TASK OBJECTIVE:
Print the whole listing again exactly as it stands, leaving out any images.

TASK DATA:
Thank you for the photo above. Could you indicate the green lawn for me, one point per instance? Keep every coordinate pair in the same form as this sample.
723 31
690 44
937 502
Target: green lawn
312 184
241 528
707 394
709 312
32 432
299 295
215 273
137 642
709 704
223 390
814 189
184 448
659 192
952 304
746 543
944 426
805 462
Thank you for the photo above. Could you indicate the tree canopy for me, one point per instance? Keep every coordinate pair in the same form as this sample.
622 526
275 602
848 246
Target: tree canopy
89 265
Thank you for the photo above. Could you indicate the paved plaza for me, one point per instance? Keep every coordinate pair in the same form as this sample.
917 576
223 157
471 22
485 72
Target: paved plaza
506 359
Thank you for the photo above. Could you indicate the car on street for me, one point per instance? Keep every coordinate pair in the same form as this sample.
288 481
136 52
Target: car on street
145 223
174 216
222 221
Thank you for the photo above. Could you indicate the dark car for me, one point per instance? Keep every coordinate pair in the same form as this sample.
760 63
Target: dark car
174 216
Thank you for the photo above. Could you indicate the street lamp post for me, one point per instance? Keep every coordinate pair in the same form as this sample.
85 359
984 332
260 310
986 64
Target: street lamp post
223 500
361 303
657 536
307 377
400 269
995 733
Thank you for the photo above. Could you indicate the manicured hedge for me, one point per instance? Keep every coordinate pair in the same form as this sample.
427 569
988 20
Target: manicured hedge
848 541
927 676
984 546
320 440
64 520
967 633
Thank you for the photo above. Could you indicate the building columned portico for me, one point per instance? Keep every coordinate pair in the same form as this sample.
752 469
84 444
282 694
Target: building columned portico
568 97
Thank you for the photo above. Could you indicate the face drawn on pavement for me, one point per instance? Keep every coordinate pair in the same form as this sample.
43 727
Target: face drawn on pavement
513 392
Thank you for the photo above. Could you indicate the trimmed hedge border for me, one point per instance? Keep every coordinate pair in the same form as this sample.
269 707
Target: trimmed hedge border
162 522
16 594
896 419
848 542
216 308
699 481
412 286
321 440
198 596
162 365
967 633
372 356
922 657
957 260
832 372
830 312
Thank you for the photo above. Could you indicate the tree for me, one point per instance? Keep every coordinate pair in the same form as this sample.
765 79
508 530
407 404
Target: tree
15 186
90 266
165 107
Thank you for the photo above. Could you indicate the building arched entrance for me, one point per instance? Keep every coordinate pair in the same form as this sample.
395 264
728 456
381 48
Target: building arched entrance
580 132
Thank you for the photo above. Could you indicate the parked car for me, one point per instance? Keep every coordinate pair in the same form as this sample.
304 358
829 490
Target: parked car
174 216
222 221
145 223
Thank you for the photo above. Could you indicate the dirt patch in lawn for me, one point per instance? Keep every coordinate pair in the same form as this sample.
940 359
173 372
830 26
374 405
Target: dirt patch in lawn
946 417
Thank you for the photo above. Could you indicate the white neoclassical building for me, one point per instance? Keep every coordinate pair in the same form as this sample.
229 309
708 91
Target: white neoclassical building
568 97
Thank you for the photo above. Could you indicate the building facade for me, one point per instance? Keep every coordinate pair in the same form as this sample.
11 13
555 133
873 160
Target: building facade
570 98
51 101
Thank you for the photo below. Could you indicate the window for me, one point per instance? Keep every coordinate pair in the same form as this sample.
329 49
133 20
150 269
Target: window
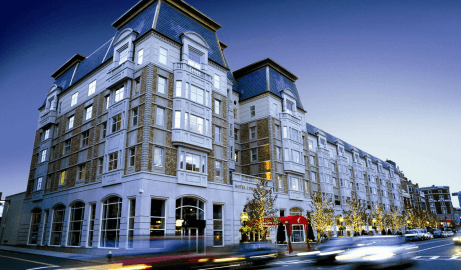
123 54
63 179
47 134
104 130
140 55
71 122
91 88
177 119
163 55
113 160
178 88
91 225
66 147
277 131
296 184
74 99
158 157
217 134
107 101
285 132
88 113
131 216
196 94
254 155
43 156
217 225
161 83
100 166
38 186
217 81
119 94
34 226
217 106
81 172
194 59
137 85
252 133
85 138
196 124
57 225
110 223
77 212
116 122
278 153
218 168
296 156
134 117
289 106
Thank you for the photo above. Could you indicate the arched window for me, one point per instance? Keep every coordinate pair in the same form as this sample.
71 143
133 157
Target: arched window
77 212
57 225
34 226
296 211
110 226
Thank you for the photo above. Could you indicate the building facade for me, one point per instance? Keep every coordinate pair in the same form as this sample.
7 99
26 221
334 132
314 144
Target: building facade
153 135
439 202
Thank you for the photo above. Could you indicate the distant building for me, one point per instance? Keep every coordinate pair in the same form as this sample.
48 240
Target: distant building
439 201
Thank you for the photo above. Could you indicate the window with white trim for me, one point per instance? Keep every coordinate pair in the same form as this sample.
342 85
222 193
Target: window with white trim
74 99
119 94
91 88
140 56
163 55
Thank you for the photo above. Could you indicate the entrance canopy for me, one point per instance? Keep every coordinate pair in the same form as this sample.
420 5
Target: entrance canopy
294 220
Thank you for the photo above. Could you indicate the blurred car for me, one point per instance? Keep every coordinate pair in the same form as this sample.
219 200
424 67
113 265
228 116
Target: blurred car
377 251
414 235
457 239
329 249
437 233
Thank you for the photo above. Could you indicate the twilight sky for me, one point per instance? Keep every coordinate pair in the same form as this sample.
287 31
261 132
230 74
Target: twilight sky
384 76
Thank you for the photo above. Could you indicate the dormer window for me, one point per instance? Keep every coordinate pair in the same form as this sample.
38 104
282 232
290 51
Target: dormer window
194 59
123 53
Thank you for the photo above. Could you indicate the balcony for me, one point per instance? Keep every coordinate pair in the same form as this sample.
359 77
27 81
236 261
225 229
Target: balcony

EXERCISE SOLUTION:
Thank you for the photo above. Could you indicate the green lawn for me, one point per instance? Keep every coordinate pair in the same form as this sample.
723 31
690 44
937 502
Target: green lawn
312 184
241 528
707 394
709 312
32 432
299 295
215 273
137 642
709 704
223 390
814 189
184 448
659 192
952 304
746 543
944 426
805 462
Thank you for the photo above. Could you indicate the tree canopy for me, one point per instance? Keep every coordinate pair in the same form as this sample.
622 526
275 602
848 246
Target: tree canopy
89 265
Thank you for the photo above. Could you indicate the paved plaza for me, one point per instance? Keep every coordinate pair in the same form as this sample.
917 576
223 157
471 22
485 72
Target: paved plaza
506 359
Thank you for the photo above. Could you indicate the car on street for me, one point per instance? Keep every coordinate pair in the same form as this sample.
288 481
136 52
Target: car on street
145 223
174 216
222 221
Thank you for the photo above. Could you indicate the dark car for me, one point per instance? Keep every coordinate pair in the same form as this sample.
760 63
Target: dark car
174 216
Thank you for the photo above. Could you indicate the street lamp post for me, one point per instance? Keep every coordinate pair in the same form as this sample.
85 359
984 332
260 310
986 64
Target: street lamp post
223 500
361 303
657 536
307 377
400 269
995 733
Thank you for the photo above. Could you indicate the manicured hedge for me, one point per instance? Keep every coordinate pair in the same form as this sample.
427 569
988 20
Target: manicured hedge
848 541
927 676
984 546
320 440
64 520
967 633
Thank you for the photo above. Could you indicate the building columned portico for me, one point per instance? Keep every coordinate pair in the same form as this sample.
752 469
84 444
282 694
Target: building columned portico
568 97
Thank you for the photo above. Could you indicate the face drawn on pavement for me, one point per instance? Keep every coordinate pair in the same form as this sample.
43 727
Target: face drawn on pavement
513 392
Thank you for the photo above. Could you indicate the trimmed hedge border for me, one point per instance? Keep every coordinate pair in the same form as this sample.
269 707
Target: trimmed hedge border
162 522
16 594
896 419
848 542
216 308
699 481
412 286
321 440
198 596
162 365
967 633
372 356
922 657
957 260
832 372
830 312
Thank you for the photo above. Could you indicate the tree for me, one point per instance? Keep every coordinate pair in the same form as this sample.
765 79
508 530
407 404
Target: tree
15 186
90 266
165 107
Thank you for the photo above. Could you indicate the building arched entrance for me, one point per instance? Keep every coordinate pair in the same form as this sample.
395 264
728 456
381 48
Target: building arched entrance
580 132
Thank you for the photo above. Could you indicate the parked car for me, one point per instance? Keep every coordinate pair in the same form as this sample.
304 358
829 490
Target: parked car
174 216
222 221
145 223
Thank you for the photo above. Could you indicate the dirt patch in lawn for me, one point per instance? Keep every coordinate pair in the same form as this sample.
940 359
173 372
830 26
374 405
Target: dirt patch in lawn
946 417
Thank you for the photo above. Could you indicate the white neoclassical building for me, one point per instance? Keep every coordinate pair in the same form as this sample.
229 309
708 91
Target: white neoclassical building
568 97
Thank you for the photo above. Could you indicate the building facade for me, one point per instance? Keep every coordinate pair in the same form as this sample.
11 13
555 133
873 160
Target: building facade
570 98
51 101
Thank you for the photo below. Could you indicate the window for me, one point per instance? Keep every coordinate pair in the same form as this sample.
329 49
133 20
150 269
Target: window
123 54
63 179
47 134
104 130
140 55
71 122
91 88
177 119
163 55
113 160
178 88
91 225
66 147
277 131
296 184
74 99
158 157
217 134
107 101
285 132
88 113
131 216
196 94
254 155
43 156
217 225
161 83
100 166
38 186
217 81
119 94
34 226
217 106
81 172
194 59
137 85
252 133
85 138
196 124
57 225
110 223
77 212
116 122
278 153
218 168
296 156
134 117
289 106
Thank you for the photo above. Could you indicate the arched window for me, one point per instance? Keep every coordinate pair in the same form as this sample.
71 143
133 157
Target: arched window
77 212
57 225
34 226
296 211
110 226
Thank you for the photo above. Could you indicate the building facade for me, one point per instance? Keep every coordinate pair in the same form as this sample.
7 99
26 221
334 132
314 144
Target: building facade
153 135
439 202
Thank you for the photo above. Could you indicate the distant building for me, one point per instance? Keep every coordinate pair in the same form as this sample.
48 240
Target: distant building
439 201
Thank you for the photo above. Could you indicate the window with white trim for me, one point per instance? Keep every coordinate pair in the same form as this sample.
342 85
222 193
Target: window with white trim
74 99
119 94
91 88
140 56
163 55
Thank you for the photo above. Could you indicate the entrance canopy for me, one point per instance? Keep every coordinate pair in the same form as this sample.
420 5
Target: entrance canopy
294 220
Thank you for the photo above. Could you indicate the blurred car for me, one point per instance? Keep every coordinate pair in the same form as this sample.
219 200
424 67
113 265
228 116
Target: blurred car
377 251
414 235
457 239
329 249
437 233
Thank you for the photo above. Could you indicate the twilight sky for me, one point per instance? Keep every coordinate pair in the same form as this sample.
287 31
261 132
230 74
Target: twilight sky
384 76
Thank you for the photo above. Could you indicate the dormer window for me, one point per instance? Keep every coordinate pair in the same form as this sample.
38 104
282 232
290 51
Target: dormer window
194 59
123 53
Thank you for the photo above. Could you indicate the balcony for me, one point per instance? Keep every coordinate pair in the same form as this sample.
359 77
27 81
236 261
225 229
Target: balcony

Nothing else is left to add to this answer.